**O que fazer:**
Copie sem alterações o trecho do excerto sobre mercado livre e protecionismo que vai de "Se está mal, devemos pelo menos tentar mudar." a "os dos demais.".

**Excerto do texto:**
______

Seja. Não obsta ao que afirmei. Isso também aumenta a concorrência.
«não acho provável deixarmos de ouvir falar em fome e revoluções tocadas a falta de pão.»
Também não me parece pouco plausível...
João Vasco,
O exemplo do biodieselera apenas para ilustrar queomercado livre é pouco mais que uma ficção. Cada país defende os seus mercados como pode. E, normalmente, quanto mais rico mais proteccionista é. Se pretende exportar o que produz em excesso clama por mercado livre. Se quer defender-se de importações em excesso inventa o que estiver à mão (barreiras sanitárias, sectores estratégicos, ecologia,...). Veja o caso do etanol brasileiro nos EUA, o algodão, as carnes brasileiras na Europa, os vinhos europeus no Brasil, etc, etc, Veja as brigas constantes na OMC.
Os nossos solos e clima podem não ser os mais adequados para uma série de culturas. Há outras soluções. Podemos procurá-los noutras paragens. Olhe os investimentos que a China e países árabes estão a fazer em terras aráveis em África e na América Latina.
«Cada país defende os seus mercados como pode. E, normalmente, quanto mais rico mais proteccionista é. Se pretende exportar o que produz em excesso clama por mercado livre. Se quer defender-se de importações em excesso inventa o que estiver à mão (barreiras sanitárias, sectores estratégicos, ecologia,...).»
Isso pode ser uma descrição adequada do que é.
Mas não do que devia ser.
JV,
"Isso pode ser uma descrição adequada do que é.
Mas não do que devia ser"
Sim. Mas o tempo não está para grandes ingenuidades.
Não se trata de ingenuidade.
Não devemos justificar um mal com o facto dele ocorrer.
Se está mal, devemos pelo menos tentar mudar.
"Se está mal, devemos pelo menos tentar mudar"
É. E acabar com uma mão à frente outra atrás a pedir ajuda a quem sabe defender os seus interesses primeiro do que os dos demais.
O egoísmo alheio como motivação para um acto imoral não desculpa o egoísmo próprio como motivação para esse mesmo acto.
Se os outros agem mal, há que fazer com que não façam. Não é seguir-lhes o exemplo.
Há uma diferença entre lucidez e imoralidade. Uma grande diferença.
JV,
Onde está a imoralidade em saber defender os seus interesses e a sua própria sobrevivência?
«Onde está a imoralidade em saber defender os seus interesses e a sua própria sobrevivência?»
Pode estar ou não estar.
A lucidez é identificar o que é, e a moralidade é almejar o que devia ser.
Se ao defender os nossos interesses estamos a fazer o que deve ser feito, então a nossa acção é moral.
Se ao defender os nossos interesses estamos a fazer algo que todos fazem, mas não devia ser feito, então estamos a ter uma acção imoral.
Considerar que o que deveria ser feito é diferente não é ingénuo. Ao contrário, é lúcido. E passar dessa consideração à acção é moral.
Isto pode ser algo abstracto, e saír do ambito da agricultura e proteccionismo. Mas parece-me fundamental.
"Pode estar ou não estar."
Pois pode. Por isso não se distrai do essencial: País que não trabalha para a lenha e para o pão mais cedo que tarde acaba no pregão.
Rima e tudo, mas creio que aquilo que tem de bom a previsão de uma crise grave algures no tempo, é que nunca falha.

______

**Dados fornecidos:**
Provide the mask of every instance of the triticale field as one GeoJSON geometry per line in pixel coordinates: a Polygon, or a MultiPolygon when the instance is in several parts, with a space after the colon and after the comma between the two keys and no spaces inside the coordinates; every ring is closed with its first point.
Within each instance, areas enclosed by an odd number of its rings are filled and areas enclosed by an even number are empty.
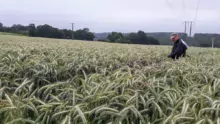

______

**Resultado do exercício:**
Se está mal, devemos pelo menos tentar mudar.
"Se está mal, devemos pelo menos tentar mudar"
É. E acabar com uma mão à frente outra atrás a pedir ajuda a quem sabe defender os seus interesses primeiro do que os dos demais.